--- TASK DATA ---
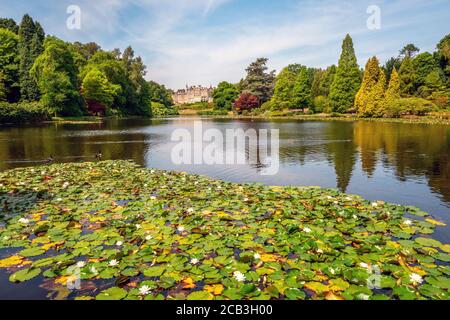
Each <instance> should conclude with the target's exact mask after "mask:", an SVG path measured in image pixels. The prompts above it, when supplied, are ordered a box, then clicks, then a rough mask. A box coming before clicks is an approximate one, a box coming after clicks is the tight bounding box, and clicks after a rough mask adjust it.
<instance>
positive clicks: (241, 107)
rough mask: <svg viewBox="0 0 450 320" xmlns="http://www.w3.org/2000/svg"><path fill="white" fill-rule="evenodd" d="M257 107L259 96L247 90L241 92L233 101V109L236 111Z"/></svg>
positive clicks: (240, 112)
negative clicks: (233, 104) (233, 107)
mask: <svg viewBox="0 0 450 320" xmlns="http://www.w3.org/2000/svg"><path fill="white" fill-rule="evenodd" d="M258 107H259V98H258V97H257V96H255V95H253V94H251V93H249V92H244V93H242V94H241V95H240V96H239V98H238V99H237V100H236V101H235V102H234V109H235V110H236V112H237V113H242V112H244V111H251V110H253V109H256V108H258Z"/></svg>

* * *

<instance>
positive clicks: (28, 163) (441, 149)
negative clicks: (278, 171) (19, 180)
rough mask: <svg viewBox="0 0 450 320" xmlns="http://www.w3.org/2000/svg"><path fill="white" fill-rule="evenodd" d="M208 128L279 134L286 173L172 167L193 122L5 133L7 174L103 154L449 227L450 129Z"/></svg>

--- TASK BRIEF ---
In the entries above, please find the line with "107L259 96L247 90L241" and the line with "positive clicks: (240, 112)", then write out exactly those two lines and every line between them, and nothing more.

--- EXPECTED ANSWER ---
rough mask: <svg viewBox="0 0 450 320" xmlns="http://www.w3.org/2000/svg"><path fill="white" fill-rule="evenodd" d="M257 107L259 96L247 90L241 92L233 101V109L236 111Z"/></svg>
positive clicks: (240, 112)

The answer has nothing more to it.